◆ **Problem requirements**: The entries below need to be written out exactly, with no pictures included.
....
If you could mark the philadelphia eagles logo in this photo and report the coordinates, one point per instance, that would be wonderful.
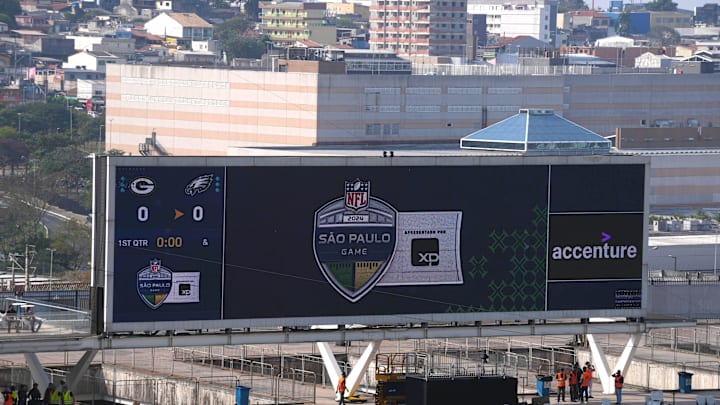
(199, 184)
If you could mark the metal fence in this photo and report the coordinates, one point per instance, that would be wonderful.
(264, 379)
(498, 70)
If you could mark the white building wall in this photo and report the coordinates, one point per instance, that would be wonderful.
(81, 60)
(163, 25)
(533, 21)
(85, 43)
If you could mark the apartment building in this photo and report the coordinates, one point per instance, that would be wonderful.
(287, 23)
(518, 18)
(419, 27)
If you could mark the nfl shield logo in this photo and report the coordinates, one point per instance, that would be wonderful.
(353, 248)
(357, 194)
(154, 283)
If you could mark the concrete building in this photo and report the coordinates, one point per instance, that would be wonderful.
(286, 23)
(518, 18)
(206, 111)
(419, 28)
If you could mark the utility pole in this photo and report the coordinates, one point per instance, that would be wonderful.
(51, 250)
(29, 256)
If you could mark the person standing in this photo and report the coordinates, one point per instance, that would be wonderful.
(562, 378)
(592, 372)
(66, 396)
(22, 395)
(584, 384)
(52, 396)
(573, 385)
(619, 381)
(341, 388)
(35, 395)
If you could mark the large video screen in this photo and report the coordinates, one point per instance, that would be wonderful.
(285, 245)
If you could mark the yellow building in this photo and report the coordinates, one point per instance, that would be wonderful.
(287, 23)
(672, 19)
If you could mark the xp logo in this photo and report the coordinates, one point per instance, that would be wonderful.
(354, 240)
(142, 186)
(425, 252)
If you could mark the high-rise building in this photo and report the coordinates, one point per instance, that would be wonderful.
(419, 27)
(537, 19)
....
◆ **Result below**:
If you could mark the philadelphia eagles logo in this photo and report the coordinates, one point per instance, that would be wonderful.
(199, 184)
If you could mark the metal fence in this photo and report the coordinates, one point per instance, that would be wonderful.
(264, 379)
(498, 70)
If you could mark the white building wall in this photo and report the coordinates, one point per instance, that would be wonderful.
(81, 60)
(163, 25)
(533, 21)
(85, 43)
If you could mark the apartment building in this photo and report the coordinates, one point per instance, that would be wonderful.
(287, 23)
(518, 18)
(419, 27)
If you could mark the nfl shield logo in this photo and report the coordinates, one point per instance, that would be wonderful.
(353, 248)
(357, 194)
(154, 283)
If you could mark the concrete building in this photo and report the coordinates, one point per instance, that would be wonderful.
(286, 23)
(518, 18)
(206, 111)
(419, 28)
If you could mark the utility pole in this photo and report the coordinates, one point per instance, that would be wonderful.
(51, 250)
(29, 256)
If you could mark the person standing in this photo and report the coordinates, one point per instance, that would be wonderful.
(562, 378)
(592, 372)
(66, 396)
(22, 395)
(584, 384)
(52, 396)
(573, 385)
(619, 381)
(341, 388)
(35, 395)
If you could mark the large video screen in this photo and report the coordinates, one point per instance, that would be wonderful.
(285, 245)
If you could mark the yellow building in this photo and report the coordinates, one point per instance, that would be wonderful.
(287, 23)
(672, 19)
If you could mark the xp logo in this photo and report the coordinates, one point per instance, that would be wonderful.
(354, 240)
(142, 186)
(425, 252)
If you could mark the high-rise building in this photo and report the coordinates, one point per instance, that would be wonderful.
(419, 27)
(537, 19)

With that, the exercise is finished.